━━ Trecho fornecido ━━

A “diplomacia esportiva” tradicional da Coreia do Norte envolve uma participação limitada em eventos internacionais para mostrar que o país é normal, explica Pacheco Pardo. Atletas são alguns dos “poucos representantes do Norte que não são vistos com desconfiança” pelo mundo.
O contraste no apoio a An e Biles não poderia ser mais evidente. Em uma competição anterior em Paris, Biles foi aplaudida por uma série de celebridades, incluindo Lady Gaga, Ariana Grande, Tom Cruise e Snoop Dogg. Milhares de fãs gritaram seu nome no sábado também.
Por outro lado, An recebeu apenas uma saudação educada dos espectadores neutros. Ela não tinha compatriotas presentes, pois os norte-coreanos comuns são impedidos de sair do país. É improvável que alguém estivesse assistindo em casa, já que os Jogos não estão sendo transmitidos ao vivo na Coreia do Norte, segundo a Radio Free Asia (RFA). A BBC encontrou apenas alguns relatos em texto na mídia controlada pelo governo.
No entanto, “a elite de Pyongyang certamente saberá, de alguma forma, os resultados olímpicos à medida que chegam”, diz John Everard, ex-embaixador do Reino Unido na Coreia do Norte de 2006 a 2008.

━━━

### Objetivo da tarefa
No trecho sobre a diplomacia esportiva da Coreia do Norte, reescreva a passagem entre "Por outro lado, An" e "controlada pelo governo.", inclusive, trocando "saudação educada" por "saudação discreta".

━━ Registros de dados ━━

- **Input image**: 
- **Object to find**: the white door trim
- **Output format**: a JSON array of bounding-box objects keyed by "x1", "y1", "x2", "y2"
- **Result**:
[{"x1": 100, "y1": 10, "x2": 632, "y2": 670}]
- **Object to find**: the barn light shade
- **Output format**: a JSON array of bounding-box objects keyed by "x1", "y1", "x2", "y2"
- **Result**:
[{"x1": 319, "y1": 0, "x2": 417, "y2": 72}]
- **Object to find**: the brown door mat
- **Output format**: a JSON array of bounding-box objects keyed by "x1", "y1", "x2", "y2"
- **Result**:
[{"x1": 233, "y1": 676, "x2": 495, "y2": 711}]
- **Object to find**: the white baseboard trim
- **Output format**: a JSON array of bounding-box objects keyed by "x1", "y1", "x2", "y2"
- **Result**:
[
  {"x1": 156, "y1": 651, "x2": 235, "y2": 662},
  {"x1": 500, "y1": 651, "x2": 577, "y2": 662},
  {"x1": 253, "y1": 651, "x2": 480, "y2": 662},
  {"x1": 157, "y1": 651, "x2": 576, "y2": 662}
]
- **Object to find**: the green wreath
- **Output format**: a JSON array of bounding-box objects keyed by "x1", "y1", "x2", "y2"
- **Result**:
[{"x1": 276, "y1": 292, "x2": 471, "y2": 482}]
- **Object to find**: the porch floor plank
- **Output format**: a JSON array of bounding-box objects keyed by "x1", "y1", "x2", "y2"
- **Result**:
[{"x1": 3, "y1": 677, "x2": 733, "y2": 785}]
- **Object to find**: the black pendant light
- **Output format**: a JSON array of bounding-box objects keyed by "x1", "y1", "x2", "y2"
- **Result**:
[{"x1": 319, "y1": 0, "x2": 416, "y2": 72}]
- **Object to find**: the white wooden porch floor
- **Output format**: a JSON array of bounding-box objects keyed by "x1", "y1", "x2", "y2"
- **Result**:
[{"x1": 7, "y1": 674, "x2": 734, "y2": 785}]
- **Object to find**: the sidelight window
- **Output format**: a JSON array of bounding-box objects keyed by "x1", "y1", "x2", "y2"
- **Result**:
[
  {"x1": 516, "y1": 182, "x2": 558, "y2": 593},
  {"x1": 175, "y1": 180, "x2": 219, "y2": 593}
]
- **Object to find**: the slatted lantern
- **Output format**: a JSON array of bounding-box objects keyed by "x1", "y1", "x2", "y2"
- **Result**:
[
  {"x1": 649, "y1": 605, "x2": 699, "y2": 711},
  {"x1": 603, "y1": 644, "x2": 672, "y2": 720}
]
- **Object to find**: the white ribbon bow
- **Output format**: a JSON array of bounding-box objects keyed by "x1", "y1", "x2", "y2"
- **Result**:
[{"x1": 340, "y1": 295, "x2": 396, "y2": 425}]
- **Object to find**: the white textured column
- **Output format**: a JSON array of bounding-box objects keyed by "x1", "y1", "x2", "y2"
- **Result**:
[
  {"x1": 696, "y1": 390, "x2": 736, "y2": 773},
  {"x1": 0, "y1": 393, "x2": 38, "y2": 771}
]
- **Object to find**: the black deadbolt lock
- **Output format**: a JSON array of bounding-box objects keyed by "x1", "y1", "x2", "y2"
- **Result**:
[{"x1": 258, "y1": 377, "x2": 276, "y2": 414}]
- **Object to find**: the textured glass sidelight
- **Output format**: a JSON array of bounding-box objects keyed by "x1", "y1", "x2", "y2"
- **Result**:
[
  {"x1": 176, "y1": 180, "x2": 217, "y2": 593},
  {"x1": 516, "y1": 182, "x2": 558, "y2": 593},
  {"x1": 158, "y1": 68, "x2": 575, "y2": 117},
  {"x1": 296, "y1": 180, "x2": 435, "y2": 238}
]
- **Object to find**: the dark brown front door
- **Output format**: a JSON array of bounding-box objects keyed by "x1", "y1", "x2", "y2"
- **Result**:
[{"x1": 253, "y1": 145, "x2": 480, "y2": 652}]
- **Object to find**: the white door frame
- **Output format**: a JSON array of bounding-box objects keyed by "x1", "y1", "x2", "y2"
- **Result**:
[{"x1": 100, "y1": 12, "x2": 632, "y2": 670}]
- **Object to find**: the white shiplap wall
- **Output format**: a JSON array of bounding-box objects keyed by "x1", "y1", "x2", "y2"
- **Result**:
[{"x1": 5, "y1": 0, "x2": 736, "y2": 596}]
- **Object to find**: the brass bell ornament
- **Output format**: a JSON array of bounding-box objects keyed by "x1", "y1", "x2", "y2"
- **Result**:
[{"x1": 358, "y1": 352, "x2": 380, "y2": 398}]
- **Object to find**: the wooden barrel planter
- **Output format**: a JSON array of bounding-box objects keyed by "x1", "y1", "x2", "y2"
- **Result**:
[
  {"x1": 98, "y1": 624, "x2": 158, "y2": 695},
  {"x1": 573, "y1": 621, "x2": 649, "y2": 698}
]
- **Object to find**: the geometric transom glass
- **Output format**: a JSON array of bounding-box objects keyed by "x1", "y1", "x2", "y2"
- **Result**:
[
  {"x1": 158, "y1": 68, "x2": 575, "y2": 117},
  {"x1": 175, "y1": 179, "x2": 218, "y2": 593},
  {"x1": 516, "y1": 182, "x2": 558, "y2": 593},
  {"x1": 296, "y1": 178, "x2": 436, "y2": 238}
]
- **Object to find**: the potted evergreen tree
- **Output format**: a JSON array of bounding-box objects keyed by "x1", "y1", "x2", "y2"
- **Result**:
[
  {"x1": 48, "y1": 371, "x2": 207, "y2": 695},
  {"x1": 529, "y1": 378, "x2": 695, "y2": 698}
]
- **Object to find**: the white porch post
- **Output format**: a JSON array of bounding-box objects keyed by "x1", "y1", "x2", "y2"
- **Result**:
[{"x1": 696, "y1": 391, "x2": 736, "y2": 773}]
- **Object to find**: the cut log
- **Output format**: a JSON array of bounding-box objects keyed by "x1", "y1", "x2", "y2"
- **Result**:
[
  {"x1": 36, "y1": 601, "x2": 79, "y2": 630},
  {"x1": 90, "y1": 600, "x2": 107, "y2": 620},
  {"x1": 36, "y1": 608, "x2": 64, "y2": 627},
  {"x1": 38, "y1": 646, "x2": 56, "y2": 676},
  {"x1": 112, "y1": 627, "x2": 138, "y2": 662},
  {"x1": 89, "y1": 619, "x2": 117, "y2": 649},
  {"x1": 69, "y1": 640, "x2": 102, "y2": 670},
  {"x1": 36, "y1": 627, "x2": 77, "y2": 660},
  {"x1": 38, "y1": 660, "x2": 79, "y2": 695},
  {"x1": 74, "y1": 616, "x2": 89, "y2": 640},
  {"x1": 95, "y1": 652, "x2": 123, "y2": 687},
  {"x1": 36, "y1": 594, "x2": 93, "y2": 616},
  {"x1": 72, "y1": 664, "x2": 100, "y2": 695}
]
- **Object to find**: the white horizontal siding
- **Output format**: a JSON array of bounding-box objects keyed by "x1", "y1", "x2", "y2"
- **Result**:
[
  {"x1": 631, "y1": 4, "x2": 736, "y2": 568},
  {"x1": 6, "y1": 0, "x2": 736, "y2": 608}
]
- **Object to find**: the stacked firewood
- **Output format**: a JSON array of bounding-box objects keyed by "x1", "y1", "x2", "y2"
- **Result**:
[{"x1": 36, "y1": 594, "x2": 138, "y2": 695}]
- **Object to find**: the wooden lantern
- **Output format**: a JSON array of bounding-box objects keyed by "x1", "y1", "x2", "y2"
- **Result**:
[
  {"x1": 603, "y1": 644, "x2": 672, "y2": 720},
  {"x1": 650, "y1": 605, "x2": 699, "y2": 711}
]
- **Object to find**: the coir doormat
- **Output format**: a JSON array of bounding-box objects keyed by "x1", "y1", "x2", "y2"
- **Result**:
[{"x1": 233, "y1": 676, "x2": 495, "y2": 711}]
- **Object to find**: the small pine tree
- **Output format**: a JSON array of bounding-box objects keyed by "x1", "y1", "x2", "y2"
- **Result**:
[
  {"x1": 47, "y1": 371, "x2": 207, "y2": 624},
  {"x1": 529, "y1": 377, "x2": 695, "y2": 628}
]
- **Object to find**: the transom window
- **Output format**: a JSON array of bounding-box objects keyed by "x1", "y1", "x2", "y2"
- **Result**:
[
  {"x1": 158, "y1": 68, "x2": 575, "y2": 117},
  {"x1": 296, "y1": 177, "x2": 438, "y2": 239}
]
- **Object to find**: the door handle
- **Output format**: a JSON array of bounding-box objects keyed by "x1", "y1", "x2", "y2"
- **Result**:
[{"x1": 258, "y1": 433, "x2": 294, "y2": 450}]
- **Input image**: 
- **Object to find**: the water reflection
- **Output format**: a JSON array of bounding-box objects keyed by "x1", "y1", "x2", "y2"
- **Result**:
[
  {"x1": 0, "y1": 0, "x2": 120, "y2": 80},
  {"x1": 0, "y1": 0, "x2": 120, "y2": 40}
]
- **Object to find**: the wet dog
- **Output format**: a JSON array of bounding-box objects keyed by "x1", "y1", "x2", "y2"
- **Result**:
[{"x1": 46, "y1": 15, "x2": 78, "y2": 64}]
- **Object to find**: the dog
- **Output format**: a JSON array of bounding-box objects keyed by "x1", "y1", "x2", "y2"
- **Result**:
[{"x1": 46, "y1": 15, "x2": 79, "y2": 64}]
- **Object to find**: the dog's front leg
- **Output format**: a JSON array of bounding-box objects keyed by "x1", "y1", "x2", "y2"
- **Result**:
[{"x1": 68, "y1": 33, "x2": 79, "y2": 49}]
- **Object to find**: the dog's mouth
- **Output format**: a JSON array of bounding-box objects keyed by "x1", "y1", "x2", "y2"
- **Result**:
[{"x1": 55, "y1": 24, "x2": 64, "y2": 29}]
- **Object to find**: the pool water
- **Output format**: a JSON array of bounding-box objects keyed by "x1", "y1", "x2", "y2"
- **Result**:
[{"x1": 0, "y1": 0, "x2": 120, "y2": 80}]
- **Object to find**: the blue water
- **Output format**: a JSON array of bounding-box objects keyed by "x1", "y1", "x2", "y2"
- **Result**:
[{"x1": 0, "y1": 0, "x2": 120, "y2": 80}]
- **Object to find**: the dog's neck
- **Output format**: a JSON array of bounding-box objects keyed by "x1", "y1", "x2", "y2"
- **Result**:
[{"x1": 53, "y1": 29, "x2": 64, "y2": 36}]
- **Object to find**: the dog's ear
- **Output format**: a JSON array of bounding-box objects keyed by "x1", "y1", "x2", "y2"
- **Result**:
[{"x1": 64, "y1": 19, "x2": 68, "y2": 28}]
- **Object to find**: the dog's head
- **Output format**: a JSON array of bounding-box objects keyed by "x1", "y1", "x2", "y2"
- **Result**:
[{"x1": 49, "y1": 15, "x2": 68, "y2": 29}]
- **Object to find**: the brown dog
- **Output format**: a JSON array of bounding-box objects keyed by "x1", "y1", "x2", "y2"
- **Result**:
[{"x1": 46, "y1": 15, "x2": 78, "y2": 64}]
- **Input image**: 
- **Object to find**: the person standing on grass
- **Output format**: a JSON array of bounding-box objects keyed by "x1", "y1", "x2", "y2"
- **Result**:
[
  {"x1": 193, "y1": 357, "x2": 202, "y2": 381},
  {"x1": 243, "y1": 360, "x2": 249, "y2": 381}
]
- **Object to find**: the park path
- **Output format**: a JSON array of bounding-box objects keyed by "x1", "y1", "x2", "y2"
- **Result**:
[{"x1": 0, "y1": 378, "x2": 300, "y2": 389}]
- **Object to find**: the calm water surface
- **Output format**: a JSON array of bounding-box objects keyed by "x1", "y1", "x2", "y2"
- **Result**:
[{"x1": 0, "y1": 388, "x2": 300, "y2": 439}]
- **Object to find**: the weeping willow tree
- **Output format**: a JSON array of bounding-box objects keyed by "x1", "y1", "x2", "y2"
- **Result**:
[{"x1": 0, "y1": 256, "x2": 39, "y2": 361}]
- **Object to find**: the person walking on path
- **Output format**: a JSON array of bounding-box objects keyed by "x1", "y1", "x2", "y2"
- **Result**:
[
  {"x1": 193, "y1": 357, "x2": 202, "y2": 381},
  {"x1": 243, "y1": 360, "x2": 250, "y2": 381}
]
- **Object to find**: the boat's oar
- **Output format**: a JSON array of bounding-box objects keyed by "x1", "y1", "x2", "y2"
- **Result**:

━━━

### Resposta do exercício
Por outro lado, An recebeu apenas uma saudação discreta dos espectadores neutros. Ela não tinha compatriotas presentes, pois os norte-coreanos comuns são impedidos de sair do país. É improvável que alguém estivesse assistindo em casa, já que os Jogos não estão sendo transmitidos ao vivo na Coreia do Norte, segundo a Radio Free Asia (RFA). A BBC encontrou apenas alguns relatos em texto na mídia controlada pelo governo.